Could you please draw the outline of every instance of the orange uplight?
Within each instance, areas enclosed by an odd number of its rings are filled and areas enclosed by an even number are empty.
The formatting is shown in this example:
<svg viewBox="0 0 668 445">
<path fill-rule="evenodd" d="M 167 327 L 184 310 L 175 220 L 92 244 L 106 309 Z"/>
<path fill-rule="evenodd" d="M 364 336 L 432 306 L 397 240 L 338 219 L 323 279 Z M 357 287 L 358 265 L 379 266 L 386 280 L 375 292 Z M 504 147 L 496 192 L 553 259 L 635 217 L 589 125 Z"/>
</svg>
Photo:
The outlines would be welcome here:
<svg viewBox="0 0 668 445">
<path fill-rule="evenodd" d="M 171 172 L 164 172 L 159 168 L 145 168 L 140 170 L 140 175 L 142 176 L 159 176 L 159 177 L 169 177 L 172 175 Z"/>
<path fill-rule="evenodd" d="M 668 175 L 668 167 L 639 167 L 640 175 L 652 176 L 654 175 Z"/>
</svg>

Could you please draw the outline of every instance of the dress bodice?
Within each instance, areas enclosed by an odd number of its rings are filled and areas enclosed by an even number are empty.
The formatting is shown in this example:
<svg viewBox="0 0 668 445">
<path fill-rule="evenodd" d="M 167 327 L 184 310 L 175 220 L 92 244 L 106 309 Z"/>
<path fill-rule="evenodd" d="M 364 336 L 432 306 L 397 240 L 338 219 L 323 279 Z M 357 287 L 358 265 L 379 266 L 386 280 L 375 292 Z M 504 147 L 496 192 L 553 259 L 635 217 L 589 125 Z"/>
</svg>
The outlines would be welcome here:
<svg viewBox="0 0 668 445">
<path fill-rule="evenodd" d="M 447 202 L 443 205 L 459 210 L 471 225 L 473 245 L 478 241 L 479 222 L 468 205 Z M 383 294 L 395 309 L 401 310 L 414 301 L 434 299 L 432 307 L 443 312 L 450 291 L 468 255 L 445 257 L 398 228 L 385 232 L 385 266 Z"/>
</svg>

» TASK DETAILS
Copy every line of both items above word for word, leaving nothing out and changing nothing.

» THE OUTPUT
Could you please draw the outline of every instance of the orange uplight?
Within each instance, areas enclosed by an odd number of its rings are filled and areas enclosed by an even number are empty.
The formatting is shown in this example:
<svg viewBox="0 0 668 445">
<path fill-rule="evenodd" d="M 167 327 L 184 310 L 175 220 L 92 244 L 106 309 Z"/>
<path fill-rule="evenodd" d="M 364 336 L 432 306 L 397 240 L 338 219 L 323 279 Z M 357 287 L 358 265 L 379 266 L 386 280 L 375 292 Z M 504 147 L 496 192 L 553 259 L 635 217 L 589 125 Z"/>
</svg>
Photo:
The outlines would be welcome here:
<svg viewBox="0 0 668 445">
<path fill-rule="evenodd" d="M 171 172 L 164 172 L 159 168 L 145 168 L 140 170 L 140 175 L 142 176 L 159 176 L 159 177 L 169 177 L 172 175 Z"/>
<path fill-rule="evenodd" d="M 668 175 L 668 167 L 639 167 L 640 175 L 652 176 L 654 175 Z"/>
</svg>

Could you please draw the outline of every instance of the dress bodice?
Within each instance, areas enclosed by an odd number of its rings are filled and areas enclosed by an even number are empty.
The formatting is shown in this example:
<svg viewBox="0 0 668 445">
<path fill-rule="evenodd" d="M 167 327 L 184 310 L 175 220 L 92 244 L 106 309 Z"/>
<path fill-rule="evenodd" d="M 364 336 L 432 306 L 397 240 L 338 219 L 323 279 Z M 357 287 L 358 265 L 379 266 L 386 280 L 375 292 Z M 504 147 L 496 192 L 553 259 L 635 217 L 589 125 Z"/>
</svg>
The outlines would be welcome here:
<svg viewBox="0 0 668 445">
<path fill-rule="evenodd" d="M 447 202 L 443 205 L 459 210 L 471 225 L 473 245 L 478 241 L 479 222 L 468 205 Z M 383 294 L 395 309 L 401 310 L 414 301 L 434 299 L 432 307 L 443 312 L 450 291 L 468 255 L 445 257 L 398 228 L 385 232 L 385 266 Z"/>
</svg>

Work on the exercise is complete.